■ **What the task requires**: Nothing should be left out: output all of the entries exactly.

■ **Dataset content**:
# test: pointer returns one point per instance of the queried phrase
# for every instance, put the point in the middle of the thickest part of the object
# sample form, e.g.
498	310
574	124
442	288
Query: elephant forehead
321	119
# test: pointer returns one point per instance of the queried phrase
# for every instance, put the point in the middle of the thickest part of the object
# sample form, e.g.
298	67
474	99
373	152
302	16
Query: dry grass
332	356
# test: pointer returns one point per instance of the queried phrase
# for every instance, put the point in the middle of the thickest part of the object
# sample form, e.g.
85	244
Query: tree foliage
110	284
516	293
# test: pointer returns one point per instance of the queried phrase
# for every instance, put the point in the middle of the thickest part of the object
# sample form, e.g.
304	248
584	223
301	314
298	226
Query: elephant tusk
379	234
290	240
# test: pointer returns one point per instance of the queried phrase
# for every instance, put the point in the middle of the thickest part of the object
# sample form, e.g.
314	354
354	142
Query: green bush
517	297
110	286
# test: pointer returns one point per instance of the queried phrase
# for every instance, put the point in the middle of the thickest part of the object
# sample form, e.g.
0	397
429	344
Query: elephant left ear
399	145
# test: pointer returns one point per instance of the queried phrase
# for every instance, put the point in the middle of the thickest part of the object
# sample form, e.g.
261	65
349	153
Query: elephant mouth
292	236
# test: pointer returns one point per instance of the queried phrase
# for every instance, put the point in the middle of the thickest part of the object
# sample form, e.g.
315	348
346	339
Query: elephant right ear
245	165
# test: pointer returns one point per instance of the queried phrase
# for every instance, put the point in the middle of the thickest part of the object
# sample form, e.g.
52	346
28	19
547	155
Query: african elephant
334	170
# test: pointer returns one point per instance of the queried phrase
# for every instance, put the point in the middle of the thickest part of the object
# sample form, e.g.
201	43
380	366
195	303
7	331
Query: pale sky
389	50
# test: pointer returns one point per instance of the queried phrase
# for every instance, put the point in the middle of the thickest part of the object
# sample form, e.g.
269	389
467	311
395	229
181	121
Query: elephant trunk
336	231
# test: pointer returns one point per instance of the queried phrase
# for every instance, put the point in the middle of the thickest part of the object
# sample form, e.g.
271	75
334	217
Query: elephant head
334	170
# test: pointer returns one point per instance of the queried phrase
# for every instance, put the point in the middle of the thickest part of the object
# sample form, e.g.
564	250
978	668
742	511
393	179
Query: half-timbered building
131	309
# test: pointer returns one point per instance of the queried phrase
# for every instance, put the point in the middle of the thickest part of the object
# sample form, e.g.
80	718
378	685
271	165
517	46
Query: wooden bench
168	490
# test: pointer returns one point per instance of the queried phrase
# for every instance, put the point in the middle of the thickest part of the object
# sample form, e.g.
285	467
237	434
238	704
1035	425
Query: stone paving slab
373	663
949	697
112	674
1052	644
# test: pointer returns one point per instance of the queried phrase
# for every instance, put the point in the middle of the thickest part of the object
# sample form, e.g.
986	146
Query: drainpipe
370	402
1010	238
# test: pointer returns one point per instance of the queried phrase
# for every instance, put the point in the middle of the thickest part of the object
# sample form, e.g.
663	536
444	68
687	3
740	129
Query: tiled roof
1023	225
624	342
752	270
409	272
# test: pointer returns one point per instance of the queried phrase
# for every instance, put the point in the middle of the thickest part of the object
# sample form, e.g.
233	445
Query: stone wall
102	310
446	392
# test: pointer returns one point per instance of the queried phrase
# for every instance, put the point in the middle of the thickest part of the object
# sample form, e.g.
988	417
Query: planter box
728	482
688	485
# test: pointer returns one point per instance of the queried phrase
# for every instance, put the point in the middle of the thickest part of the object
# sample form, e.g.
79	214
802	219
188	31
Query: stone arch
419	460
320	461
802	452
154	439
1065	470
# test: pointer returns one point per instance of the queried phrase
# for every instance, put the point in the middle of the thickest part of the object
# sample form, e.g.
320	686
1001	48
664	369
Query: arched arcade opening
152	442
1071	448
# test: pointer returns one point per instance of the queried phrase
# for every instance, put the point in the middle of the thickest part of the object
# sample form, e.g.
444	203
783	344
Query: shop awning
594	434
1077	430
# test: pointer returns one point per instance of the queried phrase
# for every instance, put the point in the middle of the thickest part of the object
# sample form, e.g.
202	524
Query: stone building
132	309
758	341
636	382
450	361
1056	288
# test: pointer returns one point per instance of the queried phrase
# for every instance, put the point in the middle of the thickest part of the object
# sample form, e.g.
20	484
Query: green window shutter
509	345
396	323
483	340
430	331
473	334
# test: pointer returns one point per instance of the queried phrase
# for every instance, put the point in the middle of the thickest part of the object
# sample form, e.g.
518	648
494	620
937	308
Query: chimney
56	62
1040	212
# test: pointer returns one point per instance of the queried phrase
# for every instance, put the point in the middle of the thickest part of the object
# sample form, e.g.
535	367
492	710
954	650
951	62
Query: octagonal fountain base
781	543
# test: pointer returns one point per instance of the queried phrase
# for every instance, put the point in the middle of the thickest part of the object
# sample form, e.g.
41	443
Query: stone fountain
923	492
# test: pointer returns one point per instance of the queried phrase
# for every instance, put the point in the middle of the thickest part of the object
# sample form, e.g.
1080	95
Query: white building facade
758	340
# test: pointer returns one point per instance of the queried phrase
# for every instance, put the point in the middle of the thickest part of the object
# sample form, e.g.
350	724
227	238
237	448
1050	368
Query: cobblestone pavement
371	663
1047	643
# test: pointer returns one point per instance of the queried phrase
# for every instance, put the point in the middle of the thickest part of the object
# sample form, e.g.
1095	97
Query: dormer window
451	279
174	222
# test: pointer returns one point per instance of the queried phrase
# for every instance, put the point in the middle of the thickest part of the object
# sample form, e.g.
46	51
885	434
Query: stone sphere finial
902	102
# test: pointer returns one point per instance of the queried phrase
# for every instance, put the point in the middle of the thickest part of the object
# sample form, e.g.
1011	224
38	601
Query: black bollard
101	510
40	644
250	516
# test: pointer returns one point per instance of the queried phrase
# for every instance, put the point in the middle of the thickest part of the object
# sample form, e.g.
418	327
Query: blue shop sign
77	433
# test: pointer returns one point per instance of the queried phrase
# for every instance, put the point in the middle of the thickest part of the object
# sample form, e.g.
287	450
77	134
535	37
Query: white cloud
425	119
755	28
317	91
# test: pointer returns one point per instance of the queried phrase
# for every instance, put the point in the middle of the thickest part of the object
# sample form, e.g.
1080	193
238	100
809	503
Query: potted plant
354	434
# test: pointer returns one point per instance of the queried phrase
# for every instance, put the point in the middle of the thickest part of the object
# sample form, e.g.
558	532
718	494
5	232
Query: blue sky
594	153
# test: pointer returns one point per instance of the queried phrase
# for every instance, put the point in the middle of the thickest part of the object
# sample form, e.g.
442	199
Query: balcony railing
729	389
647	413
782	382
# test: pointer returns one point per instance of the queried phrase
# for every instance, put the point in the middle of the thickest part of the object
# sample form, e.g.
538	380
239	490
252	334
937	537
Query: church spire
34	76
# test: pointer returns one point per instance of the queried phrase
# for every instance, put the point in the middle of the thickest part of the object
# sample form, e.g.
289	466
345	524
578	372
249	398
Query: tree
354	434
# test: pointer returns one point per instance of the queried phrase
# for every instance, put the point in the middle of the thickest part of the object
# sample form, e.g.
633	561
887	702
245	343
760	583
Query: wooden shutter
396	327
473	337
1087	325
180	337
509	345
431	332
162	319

■ **Response below**:
# test: pointer returns one point per instance of the queried phrase
# for every instance, put the point in the middle of the thickest part of the object
# sample form, e.g.
498	310
574	124
442	288
Query: elephant forehead
321	119
# test: pointer returns one point per instance of the queried phrase
# for every instance, put the point in the middle of the thickest part of the object
# sample form, e.g.
298	67
474	99
373	152
302	16
Query: dry grass
332	356
# test: pointer returns one point per instance of the queried phrase
# for every instance, put the point in the middle of the thickest part of the object
# sample form, e.g.
85	244
Query: tree foliage
110	284
516	293
# test: pointer returns one point per instance of the queried phrase
# for every instance, put the point in the middle of the thickest part of the object
# sample form, e.g.
304	248
584	223
301	314
298	226
Query: elephant tusk
379	234
290	240
# test: pointer returns one point per instance of the queried phrase
# for every instance, put the point in the middle of the thickest part of the object
# sample form, e.g.
314	354
354	142
Query: green bush
517	297
110	286
# test: pointer returns one point per instance of the queried phrase
# for every instance, put the point in the middle of the thickest part of the object
# sample form, e.g.
0	397
429	344
Query: elephant left ear
399	145
# test: pointer returns one point per instance of the queried phrase
# for every instance, put the point in the middle of the thickest part of the object
# sample form, e.g.
261	65
349	153
Query: elephant mouth
292	236
# test: pointer returns one point per instance of the queried phrase
# for every instance, put the point in the middle of the thickest part of the object
# sample form, e.g.
315	348
346	339
Query: elephant right ear
245	165
# test: pointer returns one point per instance of the queried phrase
# for every instance, put the point in the middle of the thickest part of the object
# sample form, e.g.
52	346
28	19
547	155
Query: african elephant
334	170
# test: pointer returns one point per instance of the queried phrase
# for every instance, put the point in the middle of the thickest part of the object
# sample form, e.g.
201	43
380	366
195	303
7	331
Query: pale sky
389	50
# test: pointer returns one point per instance of the queried phrase
# for every instance, put the point in the middle of the thickest part of the object
# sample form, e.g.
269	389
467	311
395	229
181	121
Query: elephant trunk
336	231
# test: pointer returns one point per instance of the queried phrase
# for every instance, put the point in the middle of the thickest part of the object
# sample form, e.g.
271	75
334	217
Query: elephant head
334	170
# test: pointer returns one point per instance of the queried phrase
# for every instance, put the point in the middle of the thickest part of the object
# sample form, e.g.
564	250
978	668
742	511
393	179
Query: half-timbered building
131	309
# test: pointer returns one point per instance of the queried phrase
# for every instance, put the point in the middle of the thickest part of the object
# sample form, e.g.
80	718
378	685
271	165
517	46
Query: wooden bench
168	490
# test: pointer returns one point per instance of the queried phrase
# for every instance, put the point in the middle of the thickest part of the object
# sample form, e.g.
285	467
237	434
238	704
1035	425
Query: stone paving slab
373	663
949	697
112	674
1052	644
# test: pointer returns one point per instance of the queried phrase
# for every instance, put the point in the middle of the thickest part of the object
# sample form, e.g.
986	146
Query: drainpipe
370	402
1010	238
# test: pointer returns one point per instance of the queried phrase
# for every instance, put the point in the middle of the thickest part of the object
# sample form, e.g.
663	536
444	68
687	3
740	129
Query: tiled roof
1023	225
624	342
752	270
409	272
# test: pointer returns one point per instance of the queried phrase
# for every instance, put the point in the middle of the thickest part of the object
# sample form, e.g.
233	445
Query: stone wall
102	310
446	392
# test: pointer returns one point per instance of the queried phrase
# for every instance, put the point in the middle of the thickest part of the object
# sample form, e.g.
988	417
Query: planter box
728	482
688	485
# test: pointer returns one point per instance of the queried phrase
# for every instance, put the point in the middle of the thickest part of the object
# sample form, e.g.
79	214
802	219
188	31
Query: stone arch
419	460
320	461
802	452
154	439
1065	470
# test: pointer returns one point per instance of the queried phrase
# for every instance, put the point in the middle of the thickest part of the object
# sample form, e.g.
320	686
1001	48
664	369
Query: arched arcade opening
152	442
1071	448
# test: pointer returns one point per instance of the queried phrase
# for every instance, put the point in the middle of the thickest part of the object
# sample form, e.g.
444	203
783	344
Query: shop awning
594	434
1077	430
# test: pointer returns one point per instance of the queried phrase
# for every instance, put the point in the middle of the thickest part of the object
# sample form, e.g.
202	524
Query: stone building
132	309
758	341
636	382
450	361
1056	288
# test: pointer returns one point per instance of the queried phrase
# for every instance, put the point in the middle of the thickest part of the object
# sample form, e.g.
20	484
Query: green window shutter
509	345
396	323
483	340
430	331
473	334
# test: pointer returns one point per instance of the queried phrase
# for every instance, put the point in the middle of the thickest part of the object
# sample form, e.g.
518	648
494	620
937	308
Query: chimney
56	62
1040	212
# test: pointer returns one point per instance of the queried phrase
# for every instance, put the point in the middle of the thickest part of the object
# sample form, e.g.
535	367
492	710
954	650
951	62
Query: octagonal fountain base
781	543
# test: pointer returns one point per instance of the queried phrase
# for every instance, put the point in the middle of the thickest part of the object
# sample form, e.g.
41	443
Query: stone fountain
923	492
# test: pointer returns one point per instance of the queried phrase
# for every instance, put the point in the middle of the thickest part of the object
# sample form, e.g.
1080	95
Query: white building facade
758	340
# test: pointer returns one point per instance of the queried phrase
# for every instance, put the point in the middle of the thickest part of the object
# sample form, e.g.
350	724
227	238
237	448
1050	368
Query: cobblestone pavement
371	663
1047	643
# test: pointer returns one point per instance of the queried phrase
# for every instance, put the point in the middle of the thickest part of the object
# sample form, e.g.
1095	97
Query: dormer window
451	279
174	222
# test: pointer returns one point per instance of the queried phrase
# for every instance, put the point in the middle of the thickest part of the object
# sample form, e.g.
46	51
885	434
Query: stone sphere finial
902	102
# test: pointer returns one point per instance of the queried phrase
# for every instance, put the point in the middle of the thickest part of the object
# sample form, e.g.
1011	224
38	601
Query: black bollard
101	510
40	644
250	516
# test: pointer returns one point per instance of the queried phrase
# for every instance, put the point in the middle of the thickest part of the object
# sample form, e.g.
418	327
Query: blue shop sign
77	433
# test: pointer returns one point per instance of the queried phrase
# for every instance, put the point in the middle of the thickest part of the object
# sample form, e.g.
287	450
77	134
535	37
Query: white cloud
425	119
755	28
317	91
# test: pointer returns one point per instance of the queried phrase
# for every instance, put the point in the middle of the thickest part of the object
# sample form, e.g.
1080	193
238	100
809	503
Query: potted plant
354	434
# test: pointer returns one point per instance of the queried phrase
# for every instance, put the point in the middle of the thickest part of the object
# sample form, e.g.
558	532
718	494
5	232
Query: blue sky
594	153
# test: pointer returns one point per instance of the queried phrase
# for every instance, put the point in the middle of the thickest part of the object
# sample form, e.g.
442	199
Query: balcony railing
729	389
647	413
782	382
# test: pointer returns one point per instance of the queried phrase
# for every instance, put the point in the middle of the thickest part of the object
# sample form, e.g.
538	380
239	490
252	334
937	537
Query: church spire
34	76
# test: pointer returns one point per instance of the queried phrase
# for every instance, put the point in the middle of the thickest part of the object
# sample form, e.g.
289	466
345	524
578	372
249	398
Query: tree
354	434
# test: pointer returns one point per instance of the queried phrase
# for every instance, put the point in the middle of the thickest part of the object
# sample form, e.g.
633	561
887	702
245	343
760	583
Query: wooden shutter
396	327
473	337
1087	325
180	337
509	345
431	332
162	319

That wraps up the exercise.